• Quoted passage:
Roller coasters have become a fun part of American culture due to their reputation for being shocking and exciting. Dating back to the 1400s when the practice first debuted as ice sledding in Russia, the concept of roller coasters finally came to America during the early 1800s when the Mauch Chunk Switchback Railway opened to serve as a means to transport coal over a mountain. By the 20th century, the US had at least 1,500 roller coasters throughout the country.
Essentially, roller coasters are machines that use inertia and gravity to send a cart round a track. If you’re a roller coaster enthusiast yourself, you’re in the right place. You won’t have to wait in line to get your daily dose of adrenaline anymore — in this blog post, you’ll learn how to make a roller coaster in your backyard.
While you may feel overwhelmed by undertaking this seemingly complex task, building roller coasters actually isn’t all that complicated. Below are the step-by-step processes that you can follow to create a fully-working roller coaster right in your backyard.
Specifying Your Roller Coaster
While it might be hard to figure out the various aspects needed to build your roller coaster, this is an essential part of your building process and can significantly change your overall design. These are the most important things you need to consider when building your roller coaster.
- Your Intended Rider: Depending on who you’re building the roller coaster for, the ride may end up different. If you’re designing a ride for kids, you’ll want to keep the slopes and hills at a minimum and make them small. But, if you’re looking to thrill older riders, you may want to create something more elaborate and speedy.
- Materials: Steel and wood are the two most common materials used in the construction of roller coasters. However, steel is a bit more versatile and can provide smoother rides.
- Track Layout: The layout of your track will influence the whole ride. For instance, a corkscrew track will have helix-like loops that run in a sequence just like a corkscrew.

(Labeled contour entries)
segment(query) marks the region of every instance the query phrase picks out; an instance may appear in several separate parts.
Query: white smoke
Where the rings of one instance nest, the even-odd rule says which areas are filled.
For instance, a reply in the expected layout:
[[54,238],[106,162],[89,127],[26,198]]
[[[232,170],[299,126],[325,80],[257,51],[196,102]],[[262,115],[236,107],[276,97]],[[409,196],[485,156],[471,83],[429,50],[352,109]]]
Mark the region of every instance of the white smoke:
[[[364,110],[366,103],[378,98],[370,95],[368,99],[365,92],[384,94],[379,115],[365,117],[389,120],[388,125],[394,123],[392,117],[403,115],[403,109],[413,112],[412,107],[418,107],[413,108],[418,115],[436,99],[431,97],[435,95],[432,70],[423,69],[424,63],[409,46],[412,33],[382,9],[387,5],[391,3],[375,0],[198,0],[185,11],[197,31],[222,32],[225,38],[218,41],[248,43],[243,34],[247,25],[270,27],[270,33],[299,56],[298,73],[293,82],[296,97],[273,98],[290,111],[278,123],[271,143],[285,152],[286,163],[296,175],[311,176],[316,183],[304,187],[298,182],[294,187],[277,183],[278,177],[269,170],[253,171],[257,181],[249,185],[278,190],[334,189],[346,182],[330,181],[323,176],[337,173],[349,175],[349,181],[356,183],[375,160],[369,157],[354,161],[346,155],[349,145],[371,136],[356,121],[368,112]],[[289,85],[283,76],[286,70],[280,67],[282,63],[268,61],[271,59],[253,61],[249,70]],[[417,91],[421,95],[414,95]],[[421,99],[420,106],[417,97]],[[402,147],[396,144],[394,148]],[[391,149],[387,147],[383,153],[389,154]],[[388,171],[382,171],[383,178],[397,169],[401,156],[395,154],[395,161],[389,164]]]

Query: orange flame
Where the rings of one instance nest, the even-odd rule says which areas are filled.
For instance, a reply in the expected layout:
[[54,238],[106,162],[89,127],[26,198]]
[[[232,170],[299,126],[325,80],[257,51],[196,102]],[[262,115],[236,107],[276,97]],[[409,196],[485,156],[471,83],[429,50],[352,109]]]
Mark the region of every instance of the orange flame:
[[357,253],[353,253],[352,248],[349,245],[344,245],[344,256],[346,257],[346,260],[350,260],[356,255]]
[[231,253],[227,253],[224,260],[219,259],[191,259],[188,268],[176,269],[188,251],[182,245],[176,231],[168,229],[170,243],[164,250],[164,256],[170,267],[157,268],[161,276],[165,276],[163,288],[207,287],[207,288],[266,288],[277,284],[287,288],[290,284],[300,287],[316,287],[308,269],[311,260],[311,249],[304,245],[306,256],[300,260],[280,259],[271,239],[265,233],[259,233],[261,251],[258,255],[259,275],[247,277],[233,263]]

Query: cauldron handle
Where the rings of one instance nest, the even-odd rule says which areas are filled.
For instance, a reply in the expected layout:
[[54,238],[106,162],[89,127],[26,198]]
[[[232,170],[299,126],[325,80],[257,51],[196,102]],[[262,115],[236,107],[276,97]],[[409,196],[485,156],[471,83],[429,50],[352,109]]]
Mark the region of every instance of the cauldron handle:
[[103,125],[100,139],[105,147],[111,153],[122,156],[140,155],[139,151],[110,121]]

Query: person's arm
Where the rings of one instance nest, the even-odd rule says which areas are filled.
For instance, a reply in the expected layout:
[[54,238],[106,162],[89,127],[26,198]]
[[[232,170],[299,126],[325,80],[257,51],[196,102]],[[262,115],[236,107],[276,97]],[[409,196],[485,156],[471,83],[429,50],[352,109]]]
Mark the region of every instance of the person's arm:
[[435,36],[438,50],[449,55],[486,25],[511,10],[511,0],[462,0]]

• Work required:
Write out the portion of the roller coaster text that opens with the words containing "- Your Intended" and closes with "elaborate and speedy.", substituting "young children" for "kids".

• Answer to this exercise:
- Your Intended Rider: Depending on who you’re building the roller coaster for, the ride may end up different. If you’re designing a ride for young children, you’ll want to keep the slopes and hills at a minimum and make them small. But, if you’re looking to thrill older riders, you may want to create something more elaborate and speedy.